- Given task -
According to the London transit notebook excerpt, how many stations are on the south bank of the Thames?

- Reading passage -
***
Note the asymmetry in bank sizes:
- **North bank**: 336 stations (85%)
- **South bank**: 61 stations (15%)

This reflects London's historical development pattern; the transit network is much denser north of the Thames. This asymmetry will affect interpretation of cross-river metrics.

In [12]:
data.edge_crossing['is_thames_crossing'].isna().sum()

np.int64(0)

In [13]:
# Canonical Thames-crossing edge keys (ONLY true crossings)
# NOTE: this must filter on is_thames_crossing; otherwise everything is treated as a crossing.
edge_cross = data.edge_crossing.copy()
edge_cross["u"] = edge_cross["u"].astype(str)
edge_cross["v"] = edge_cross["v"].astype(str)
edge_cross["is_thames_crossing"] = edge_cross["is_thames_crossing"].fillna(False).astype(bool)

crossing_edges = {
    tuple(sorted([u, v]))
***
- Dataset records -
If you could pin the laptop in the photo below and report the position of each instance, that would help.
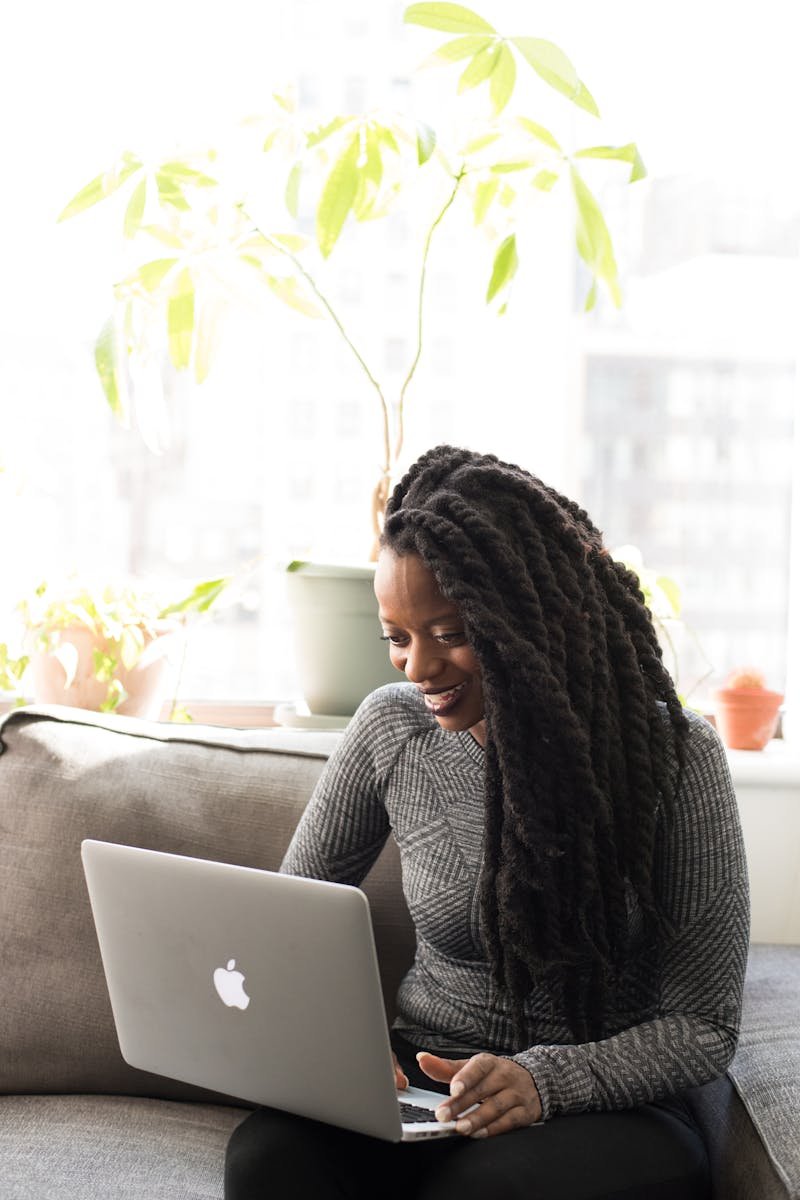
(259, 985)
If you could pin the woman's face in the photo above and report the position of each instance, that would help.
(427, 641)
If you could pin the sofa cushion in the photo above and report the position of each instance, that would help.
(90, 1147)
(765, 1069)
(65, 774)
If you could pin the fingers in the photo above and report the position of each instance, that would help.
(504, 1091)
(401, 1078)
(441, 1069)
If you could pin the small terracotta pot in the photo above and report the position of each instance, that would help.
(746, 717)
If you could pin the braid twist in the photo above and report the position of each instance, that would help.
(578, 760)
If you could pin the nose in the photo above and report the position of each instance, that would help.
(421, 661)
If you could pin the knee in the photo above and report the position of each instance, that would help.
(259, 1157)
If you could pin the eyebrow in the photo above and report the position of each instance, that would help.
(433, 621)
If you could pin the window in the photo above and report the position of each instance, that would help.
(673, 419)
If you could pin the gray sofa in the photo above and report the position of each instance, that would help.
(74, 1120)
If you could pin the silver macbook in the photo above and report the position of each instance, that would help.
(259, 985)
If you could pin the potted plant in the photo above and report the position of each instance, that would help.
(679, 642)
(197, 227)
(106, 648)
(746, 711)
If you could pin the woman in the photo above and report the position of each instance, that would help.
(571, 858)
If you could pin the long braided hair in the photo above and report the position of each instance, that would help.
(578, 753)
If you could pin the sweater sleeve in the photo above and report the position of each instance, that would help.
(344, 825)
(703, 883)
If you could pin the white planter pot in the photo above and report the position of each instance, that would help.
(340, 655)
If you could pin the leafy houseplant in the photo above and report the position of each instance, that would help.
(101, 648)
(746, 709)
(193, 219)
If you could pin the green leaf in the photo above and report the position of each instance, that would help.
(450, 18)
(671, 592)
(134, 210)
(629, 154)
(166, 237)
(593, 238)
(503, 81)
(585, 100)
(485, 193)
(181, 171)
(480, 143)
(202, 597)
(314, 137)
(552, 65)
(293, 189)
(426, 142)
(289, 291)
(107, 365)
(506, 262)
(337, 198)
(539, 132)
(180, 319)
(479, 69)
(293, 241)
(545, 180)
(170, 192)
(101, 186)
(114, 697)
(458, 48)
(151, 275)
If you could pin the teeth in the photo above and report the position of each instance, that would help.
(443, 697)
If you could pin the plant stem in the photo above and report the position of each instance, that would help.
(329, 309)
(398, 442)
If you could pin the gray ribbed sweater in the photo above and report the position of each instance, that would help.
(675, 1025)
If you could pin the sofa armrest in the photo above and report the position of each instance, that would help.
(66, 774)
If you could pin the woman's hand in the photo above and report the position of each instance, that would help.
(401, 1079)
(504, 1090)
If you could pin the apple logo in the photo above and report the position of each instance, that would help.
(229, 984)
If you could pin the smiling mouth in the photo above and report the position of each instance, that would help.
(440, 702)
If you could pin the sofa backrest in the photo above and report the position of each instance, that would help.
(227, 795)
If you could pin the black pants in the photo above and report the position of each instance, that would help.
(654, 1152)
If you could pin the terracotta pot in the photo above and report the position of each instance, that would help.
(746, 717)
(146, 684)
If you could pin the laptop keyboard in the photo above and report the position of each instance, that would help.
(413, 1113)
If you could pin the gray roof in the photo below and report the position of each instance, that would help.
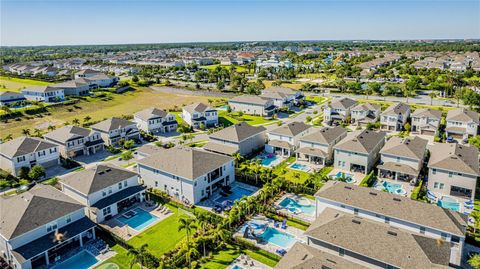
(151, 113)
(394, 206)
(250, 99)
(361, 141)
(454, 157)
(379, 241)
(342, 103)
(413, 148)
(24, 145)
(464, 115)
(396, 109)
(68, 133)
(32, 209)
(427, 113)
(112, 124)
(238, 132)
(302, 256)
(325, 135)
(198, 107)
(96, 178)
(291, 129)
(189, 163)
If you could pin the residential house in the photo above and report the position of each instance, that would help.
(40, 226)
(453, 170)
(402, 158)
(462, 123)
(188, 174)
(426, 121)
(365, 113)
(285, 139)
(317, 147)
(283, 97)
(394, 117)
(239, 138)
(106, 190)
(27, 151)
(47, 94)
(73, 88)
(114, 129)
(76, 141)
(371, 219)
(154, 121)
(252, 105)
(9, 98)
(339, 110)
(199, 114)
(358, 151)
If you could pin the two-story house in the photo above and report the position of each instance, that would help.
(154, 121)
(41, 226)
(379, 230)
(365, 113)
(402, 158)
(106, 190)
(188, 174)
(114, 129)
(27, 151)
(394, 117)
(239, 138)
(283, 97)
(426, 121)
(199, 114)
(75, 141)
(339, 110)
(285, 139)
(252, 105)
(453, 170)
(462, 123)
(47, 94)
(358, 151)
(317, 146)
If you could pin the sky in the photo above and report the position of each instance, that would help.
(77, 22)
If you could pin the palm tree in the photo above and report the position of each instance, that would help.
(26, 132)
(187, 224)
(138, 255)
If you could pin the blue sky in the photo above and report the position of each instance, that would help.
(68, 22)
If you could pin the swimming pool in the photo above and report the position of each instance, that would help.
(81, 260)
(278, 238)
(449, 203)
(237, 193)
(141, 220)
(303, 205)
(301, 167)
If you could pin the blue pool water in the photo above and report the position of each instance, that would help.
(139, 221)
(449, 203)
(81, 260)
(289, 204)
(278, 238)
(346, 175)
(237, 193)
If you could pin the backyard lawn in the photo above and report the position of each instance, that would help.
(17, 84)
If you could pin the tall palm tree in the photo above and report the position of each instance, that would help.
(138, 255)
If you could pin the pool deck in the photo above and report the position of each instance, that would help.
(302, 216)
(297, 233)
(126, 232)
(357, 176)
(244, 261)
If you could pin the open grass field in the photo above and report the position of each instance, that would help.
(18, 84)
(120, 104)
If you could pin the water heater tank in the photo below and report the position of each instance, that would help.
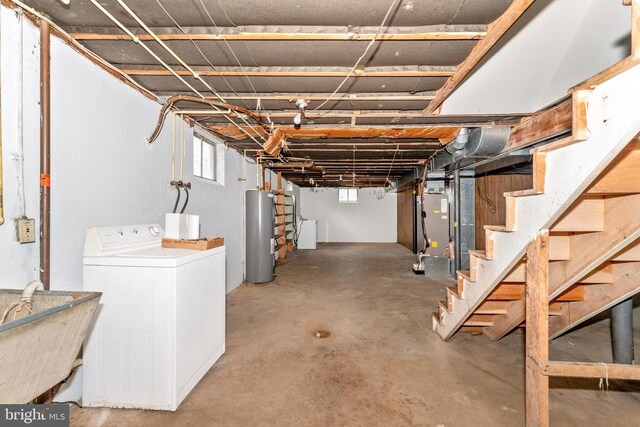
(260, 239)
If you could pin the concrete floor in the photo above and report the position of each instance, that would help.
(382, 364)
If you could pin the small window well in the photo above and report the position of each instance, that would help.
(208, 159)
(348, 195)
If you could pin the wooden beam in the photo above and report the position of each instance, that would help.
(325, 114)
(599, 298)
(444, 134)
(589, 251)
(495, 31)
(591, 370)
(421, 71)
(292, 97)
(284, 33)
(622, 176)
(537, 331)
(274, 143)
(541, 126)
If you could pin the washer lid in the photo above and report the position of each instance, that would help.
(152, 257)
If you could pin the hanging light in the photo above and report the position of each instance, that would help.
(297, 119)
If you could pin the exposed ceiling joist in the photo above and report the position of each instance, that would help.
(293, 33)
(495, 31)
(371, 96)
(444, 134)
(387, 71)
(332, 114)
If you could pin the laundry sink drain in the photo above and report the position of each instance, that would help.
(322, 334)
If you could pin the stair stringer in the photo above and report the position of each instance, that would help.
(612, 121)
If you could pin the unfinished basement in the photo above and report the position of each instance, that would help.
(319, 213)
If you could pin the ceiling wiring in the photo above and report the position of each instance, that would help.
(137, 40)
(230, 49)
(203, 55)
(371, 43)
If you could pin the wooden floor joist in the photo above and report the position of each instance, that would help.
(297, 33)
(495, 31)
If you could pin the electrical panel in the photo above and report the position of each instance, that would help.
(26, 230)
(437, 222)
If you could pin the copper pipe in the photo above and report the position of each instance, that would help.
(45, 154)
(169, 103)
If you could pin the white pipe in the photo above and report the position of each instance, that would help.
(29, 290)
(173, 147)
(19, 156)
(25, 300)
(181, 148)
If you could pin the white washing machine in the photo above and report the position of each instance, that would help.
(160, 325)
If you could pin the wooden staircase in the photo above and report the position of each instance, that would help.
(586, 191)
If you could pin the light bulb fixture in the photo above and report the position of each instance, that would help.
(297, 119)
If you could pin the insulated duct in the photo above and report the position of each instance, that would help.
(470, 146)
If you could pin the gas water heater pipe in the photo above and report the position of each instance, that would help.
(45, 154)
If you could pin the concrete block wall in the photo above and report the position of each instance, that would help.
(103, 171)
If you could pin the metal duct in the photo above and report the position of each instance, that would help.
(481, 143)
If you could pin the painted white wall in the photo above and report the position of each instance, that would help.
(103, 171)
(555, 45)
(369, 220)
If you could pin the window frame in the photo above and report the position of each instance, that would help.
(349, 199)
(214, 147)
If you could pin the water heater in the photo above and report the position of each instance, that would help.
(260, 238)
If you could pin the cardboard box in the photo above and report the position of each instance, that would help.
(199, 245)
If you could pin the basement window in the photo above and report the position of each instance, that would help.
(347, 195)
(208, 159)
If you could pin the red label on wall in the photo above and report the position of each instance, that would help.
(45, 180)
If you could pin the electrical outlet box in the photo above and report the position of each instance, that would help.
(26, 230)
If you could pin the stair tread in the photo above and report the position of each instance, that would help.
(436, 316)
(479, 254)
(501, 228)
(445, 305)
(522, 193)
(465, 274)
(454, 291)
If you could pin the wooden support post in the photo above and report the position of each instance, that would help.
(537, 331)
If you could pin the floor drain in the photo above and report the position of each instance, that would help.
(322, 334)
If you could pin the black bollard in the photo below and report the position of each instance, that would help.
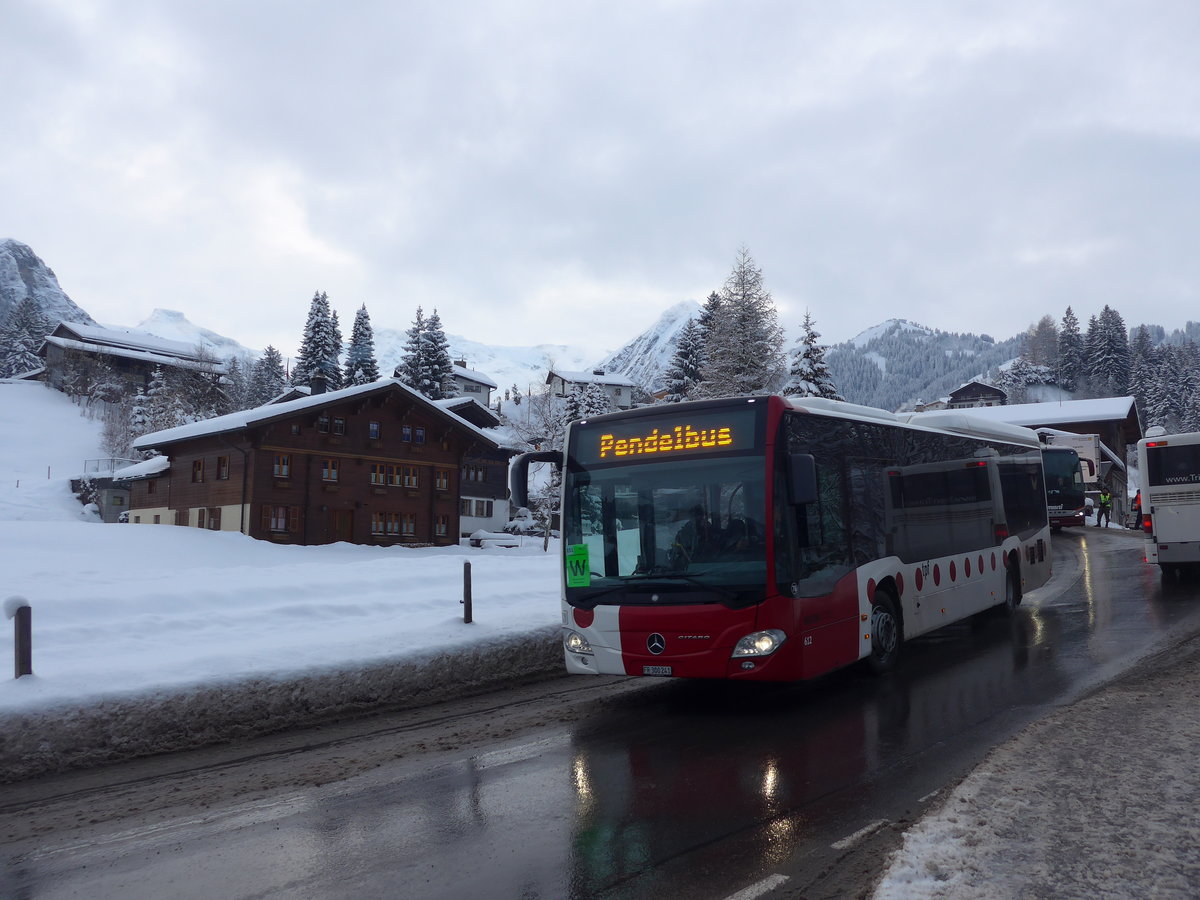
***
- Correct result -
61 stations (15%)